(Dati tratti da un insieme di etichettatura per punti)
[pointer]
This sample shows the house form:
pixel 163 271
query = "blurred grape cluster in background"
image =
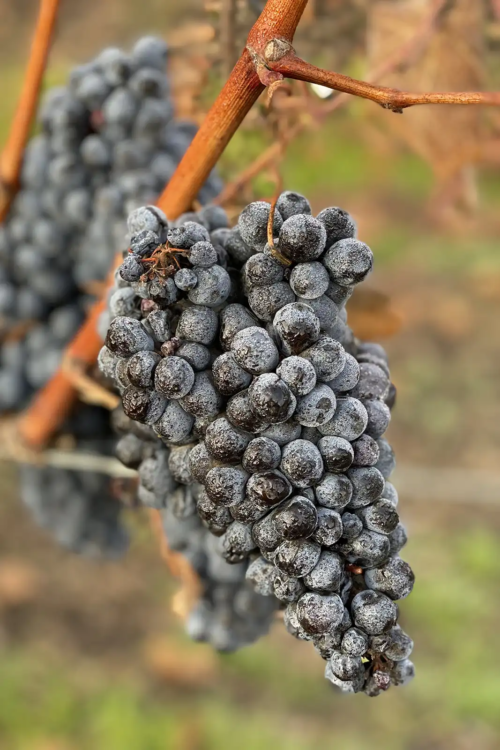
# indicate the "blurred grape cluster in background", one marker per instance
pixel 92 654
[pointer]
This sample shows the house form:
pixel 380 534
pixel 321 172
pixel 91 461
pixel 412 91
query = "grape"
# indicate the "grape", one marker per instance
pixel 198 324
pixel 302 238
pixel 329 527
pixel 348 262
pixel 252 224
pixel 338 223
pixel 225 485
pixel 349 421
pixel 309 280
pixel 395 578
pixel 268 488
pixel 225 442
pixel 298 373
pixel 266 301
pixel 261 454
pixel 302 463
pixel 271 399
pixel 289 204
pixel 318 613
pixel 254 350
pixel 271 434
pixel 297 325
pixel 174 377
pixel 296 519
pixel 228 376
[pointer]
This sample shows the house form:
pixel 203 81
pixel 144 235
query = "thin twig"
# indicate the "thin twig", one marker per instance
pixel 12 154
pixel 179 567
pixel 392 99
pixel 75 461
pixel 406 55
pixel 228 36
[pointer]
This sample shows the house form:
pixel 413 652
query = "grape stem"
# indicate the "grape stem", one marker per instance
pixel 12 155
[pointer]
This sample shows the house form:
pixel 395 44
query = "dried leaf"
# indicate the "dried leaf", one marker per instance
pixel 179 665
pixel 371 316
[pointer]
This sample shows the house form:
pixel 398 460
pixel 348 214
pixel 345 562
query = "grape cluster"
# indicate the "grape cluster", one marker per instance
pixel 228 613
pixel 108 142
pixel 236 354
pixel 78 508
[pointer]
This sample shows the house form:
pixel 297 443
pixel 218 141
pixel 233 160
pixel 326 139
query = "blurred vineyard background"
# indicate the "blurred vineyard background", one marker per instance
pixel 91 655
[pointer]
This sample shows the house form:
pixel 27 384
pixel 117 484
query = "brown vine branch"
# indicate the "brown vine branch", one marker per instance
pixel 12 154
pixel 228 36
pixel 280 18
pixel 291 66
pixel 268 57
pixel 403 57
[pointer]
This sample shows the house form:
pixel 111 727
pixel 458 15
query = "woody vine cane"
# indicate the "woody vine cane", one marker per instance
pixel 267 59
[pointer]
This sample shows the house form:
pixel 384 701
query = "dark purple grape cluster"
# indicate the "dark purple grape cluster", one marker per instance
pixel 229 614
pixel 108 142
pixel 236 354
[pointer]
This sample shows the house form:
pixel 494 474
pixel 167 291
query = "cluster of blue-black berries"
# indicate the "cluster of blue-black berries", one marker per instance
pixel 260 420
pixel 108 142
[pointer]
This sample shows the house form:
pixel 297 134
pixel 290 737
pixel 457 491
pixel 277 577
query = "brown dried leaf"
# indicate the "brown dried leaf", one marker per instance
pixel 371 316
pixel 183 666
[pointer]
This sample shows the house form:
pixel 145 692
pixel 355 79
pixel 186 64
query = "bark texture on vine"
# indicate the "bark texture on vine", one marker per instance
pixel 12 154
pixel 268 58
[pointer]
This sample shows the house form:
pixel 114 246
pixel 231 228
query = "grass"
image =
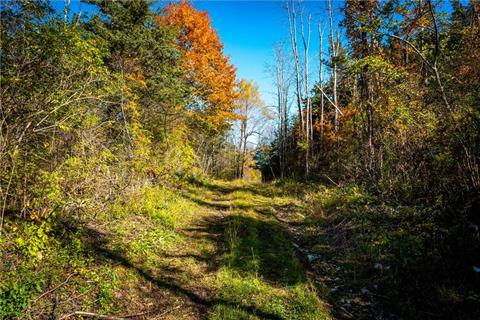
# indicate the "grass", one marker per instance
pixel 224 250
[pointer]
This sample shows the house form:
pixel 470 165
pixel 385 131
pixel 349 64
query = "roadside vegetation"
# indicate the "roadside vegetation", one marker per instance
pixel 130 187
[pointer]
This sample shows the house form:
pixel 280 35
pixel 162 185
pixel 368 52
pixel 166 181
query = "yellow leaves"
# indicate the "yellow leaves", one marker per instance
pixel 210 71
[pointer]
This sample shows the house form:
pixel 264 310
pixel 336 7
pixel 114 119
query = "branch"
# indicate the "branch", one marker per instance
pixel 329 100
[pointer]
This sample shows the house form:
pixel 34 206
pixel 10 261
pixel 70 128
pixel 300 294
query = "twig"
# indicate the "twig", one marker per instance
pixel 170 310
pixel 102 316
pixel 55 288
pixel 90 314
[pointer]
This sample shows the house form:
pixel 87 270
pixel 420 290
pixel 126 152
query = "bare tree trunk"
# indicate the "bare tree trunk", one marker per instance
pixel 308 133
pixel 292 21
pixel 334 67
pixel 322 103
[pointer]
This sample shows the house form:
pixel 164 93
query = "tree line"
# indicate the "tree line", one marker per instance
pixel 396 103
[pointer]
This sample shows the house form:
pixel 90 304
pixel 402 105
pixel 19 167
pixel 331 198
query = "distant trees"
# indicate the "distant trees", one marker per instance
pixel 94 108
pixel 210 76
pixel 393 112
pixel 252 114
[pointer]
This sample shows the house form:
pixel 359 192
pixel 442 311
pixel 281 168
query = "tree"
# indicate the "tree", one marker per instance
pixel 282 76
pixel 209 71
pixel 252 113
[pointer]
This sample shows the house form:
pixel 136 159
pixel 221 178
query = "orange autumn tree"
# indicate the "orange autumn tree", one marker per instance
pixel 209 71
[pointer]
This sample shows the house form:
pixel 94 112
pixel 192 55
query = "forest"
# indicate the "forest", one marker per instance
pixel 142 178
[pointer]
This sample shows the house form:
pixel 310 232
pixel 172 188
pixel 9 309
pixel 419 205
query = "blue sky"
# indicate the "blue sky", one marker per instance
pixel 249 30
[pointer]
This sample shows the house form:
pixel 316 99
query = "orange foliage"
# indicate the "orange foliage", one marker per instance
pixel 209 71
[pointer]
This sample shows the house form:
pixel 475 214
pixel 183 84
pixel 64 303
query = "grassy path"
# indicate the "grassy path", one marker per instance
pixel 227 257
pixel 211 250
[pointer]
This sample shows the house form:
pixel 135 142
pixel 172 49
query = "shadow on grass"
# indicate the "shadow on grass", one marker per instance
pixel 168 278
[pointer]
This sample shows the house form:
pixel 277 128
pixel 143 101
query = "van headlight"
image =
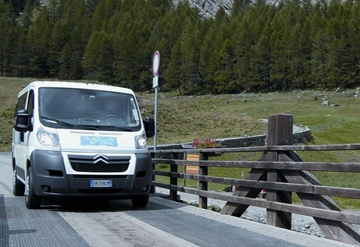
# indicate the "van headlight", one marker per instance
pixel 140 141
pixel 48 139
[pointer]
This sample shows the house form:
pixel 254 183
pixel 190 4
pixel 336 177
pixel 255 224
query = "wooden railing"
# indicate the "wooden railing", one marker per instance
pixel 281 171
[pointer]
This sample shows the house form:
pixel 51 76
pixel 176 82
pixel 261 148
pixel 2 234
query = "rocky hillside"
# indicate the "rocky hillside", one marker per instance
pixel 208 8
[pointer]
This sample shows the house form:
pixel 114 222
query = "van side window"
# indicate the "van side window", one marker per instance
pixel 21 104
pixel 30 106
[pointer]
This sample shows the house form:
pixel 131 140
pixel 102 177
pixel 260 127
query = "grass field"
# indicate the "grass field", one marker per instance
pixel 183 118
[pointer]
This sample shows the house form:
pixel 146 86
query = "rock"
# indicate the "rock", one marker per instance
pixel 209 8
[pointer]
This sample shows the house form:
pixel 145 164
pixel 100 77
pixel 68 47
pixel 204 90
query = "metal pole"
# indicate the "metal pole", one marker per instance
pixel 155 117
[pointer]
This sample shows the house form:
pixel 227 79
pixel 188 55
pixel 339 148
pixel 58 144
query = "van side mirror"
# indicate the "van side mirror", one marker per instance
pixel 23 121
pixel 149 124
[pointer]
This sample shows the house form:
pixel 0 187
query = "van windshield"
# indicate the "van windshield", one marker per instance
pixel 88 109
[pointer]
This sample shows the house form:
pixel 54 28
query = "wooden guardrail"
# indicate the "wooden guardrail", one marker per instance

COSA FARE
Ricopia fedelmente tutti i dati riportati sopra, riga per riga, senza modifiche. Nella risposta ometti le immagini.

RISULTATO
[pointer]
This sample shows the house form:
pixel 163 271
query = "blurred grape cluster in background"
image =
# indicate the "blurred grape cluster in background", one marker per instance
pixel 92 654
[pointer]
This sample shows the house form:
pixel 380 534
pixel 321 172
pixel 91 461
pixel 412 91
query = "grape"
# indicate the "grape", one marker per instance
pixel 198 324
pixel 302 238
pixel 329 527
pixel 348 262
pixel 252 224
pixel 338 223
pixel 225 485
pixel 349 421
pixel 309 280
pixel 395 578
pixel 268 488
pixel 225 442
pixel 298 373
pixel 266 301
pixel 261 454
pixel 302 463
pixel 271 399
pixel 289 204
pixel 318 613
pixel 254 350
pixel 271 434
pixel 297 325
pixel 174 377
pixel 296 519
pixel 228 376
[pointer]
This sample shows the house form:
pixel 203 81
pixel 144 235
query = "thin twig"
# indicate the "thin twig", one marker per instance
pixel 12 154
pixel 179 567
pixel 392 99
pixel 75 461
pixel 406 55
pixel 228 36
[pointer]
This sample shows the house form:
pixel 413 652
query = "grape stem"
# indicate the "grape stem", one marker per instance
pixel 12 155
[pointer]
This sample shows the house form:
pixel 395 44
query = "dried leaf"
# indicate the "dried leaf", one marker per instance
pixel 179 665
pixel 371 316
[pointer]
This sample shows the house form:
pixel 398 460
pixel 348 214
pixel 345 562
query = "grape cluster"
# indicate the "grape cluster", one marker per instance
pixel 228 613
pixel 108 142
pixel 236 354
pixel 78 508
[pointer]
This sample shows the house form:
pixel 297 443
pixel 218 141
pixel 233 160
pixel 326 139
query = "blurred vineyard background"
# indicate the "blurred vineyard background", one marker per instance
pixel 91 655
[pointer]
This sample shows the house form:
pixel 27 384
pixel 117 484
query = "brown vine branch"
# indicate the "brown vine branch", one marker per instance
pixel 12 154
pixel 228 36
pixel 280 18
pixel 291 66
pixel 268 57
pixel 403 57
[pointer]
This sample shows the house form:
pixel 111 727
pixel 458 15
query = "woody vine cane"
# indicate the "woody vine cane", one marker per instance
pixel 267 59
[pointer]
This sample shows the house form:
pixel 384 701
query = "dark purple grape cluster"
# indicate the "dark purple grape cluster", one marker per instance
pixel 229 614
pixel 108 142
pixel 236 354
[pointer]
This sample shows the house form:
pixel 494 474
pixel 167 291
query = "cluster of blue-black berries"
# indicate the "cluster of blue-black berries", one marker per instance
pixel 260 420
pixel 108 142
[pointer]
This sample shows the house form:
pixel 297 134
pixel 290 737
pixel 457 491
pixel 277 577
query = "brown dried leaf"
# indicate the "brown dried leaf", one marker per instance
pixel 371 316
pixel 183 666
[pointer]
This sample shows the house form:
pixel 145 692
pixel 355 79
pixel 186 64
query = "bark texture on vine"
# indicate the "bark texture on vine", one marker per instance
pixel 12 154
pixel 268 58
[pointer]
This sample shows the house form:
pixel 114 246
pixel 231 228
query = "grass"
image =
# indicate the "grass", one marker per instance
pixel 224 250
[pointer]
This sample shows the house form:
pixel 470 165
pixel 385 131
pixel 349 64
query = "roadside vegetation"
# indicate the "roadside vegetation", one marker per instance
pixel 130 187
[pointer]
This sample shows the house form:
pixel 280 35
pixel 162 185
pixel 368 52
pixel 166 181
query = "yellow leaves"
# indicate the "yellow leaves", one marker per instance
pixel 210 71
[pointer]
This sample shows the house form:
pixel 264 310
pixel 336 7
pixel 114 119
query = "branch"
# indicate the "branch", one marker per instance
pixel 329 100
[pointer]
This sample shows the house form:
pixel 34 206
pixel 10 261
pixel 70 128
pixel 300 294
query = "twig"
# indicate the "twig", one marker per instance
pixel 170 310
pixel 102 316
pixel 55 288
pixel 90 314
[pointer]
This sample shows the house form:
pixel 87 270
pixel 420 290
pixel 126 152
query = "bare tree trunk"
# indicate the "bare tree trunk", one marker per instance
pixel 308 133
pixel 292 21
pixel 334 67
pixel 322 103
[pointer]
This sample shows the house form:
pixel 164 93
query = "tree line"
# indicate the "tree line", one marker per instance
pixel 396 103
[pointer]
This sample shows the house form:
pixel 90 304
pixel 402 105
pixel 19 167
pixel 331 198
query = "distant trees"
# indicate the "distant trees", one marker per instance
pixel 94 108
pixel 210 76
pixel 393 112
pixel 252 114
[pointer]
This sample shows the house form:
pixel 359 192
pixel 442 311
pixel 281 168
query = "tree"
# indicate the "tree", one marker per instance
pixel 282 76
pixel 209 71
pixel 252 113
[pointer]
This sample shows the house form:
pixel 136 159
pixel 221 178
query = "orange autumn tree"
# indicate the "orange autumn tree", one marker per instance
pixel 209 71
[pointer]
This sample shows the house form:
pixel 94 112
pixel 192 55
query = "forest"
# indicate the "forest", one marker per instance
pixel 142 178
[pointer]
This sample shows the house form:
pixel 310 232
pixel 172 188
pixel 9 309
pixel 419 205
query = "blue sky"
# indicate the "blue sky", one marker per instance
pixel 249 30
[pointer]
This sample shows the house form:
pixel 316 99
query = "orange foliage"
# indicate the "orange foliage", one marker per instance
pixel 209 71
[pointer]
This sample shows the house form:
pixel 475 214
pixel 183 84
pixel 64 303
query = "grassy path"
# indicate the "grassy path", one marker per instance
pixel 227 257
pixel 211 250
[pointer]
This sample shows the house form:
pixel 135 142
pixel 172 49
query = "shadow on grass"
# indicate the "shadow on grass", one marker per instance
pixel 168 278
[pointer]
This sample shows the house form:
pixel 277 128
pixel 143 101
query = "van headlight"
image =
# indicate the "van headlight", one marker per instance
pixel 140 141
pixel 48 139
[pointer]
This sample shows the house form:
pixel 254 183
pixel 190 4
pixel 336 177
pixel 255 224
query = "wooden railing"
# indicate the "wooden railing", one marker per instance
pixel 281 171
[pointer]
This sample shows the house form:
pixel 51 76
pixel 176 82
pixel 261 148
pixel 2 234
query = "rocky hillside"
# indicate the "rocky hillside", one marker per instance
pixel 208 8
[pointer]
This sample shows the house form:
pixel 114 222
query = "van side window"
# indicate the "van side window", one marker per instance
pixel 21 104
pixel 30 106
[pointer]
This sample shows the house form:
pixel 131 140
pixel 102 177
pixel 260 127
query = "grass field"
# indicate the "grass field", one marker per instance
pixel 183 118
[pointer]
This sample shows the house form:
pixel 146 86
query = "rock"
# indicate the "rock", one marker per instance
pixel 209 8
[pointer]
This sample shows the house form:
pixel 145 164
pixel 100 77
pixel 68 47
pixel 204 90
query = "metal pole"
# indicate the "metal pole", one marker per instance
pixel 155 117
[pointer]
This sample shows the house form:
pixel 227 79
pixel 188 55
pixel 339 148
pixel 58 144
query = "van side mirror"
# indicate the "van side mirror", one marker per instance
pixel 23 121
pixel 149 124
[pointer]
This sample shows the house form:
pixel 0 187
query = "van windshield"
# indicate the "van windshield", one marker per instance
pixel 88 109
[pointer]
This sample shows the house form:
pixel 54 28
query = "wooden guardrail"
# indicate the "wooden guardrail", one marker per instance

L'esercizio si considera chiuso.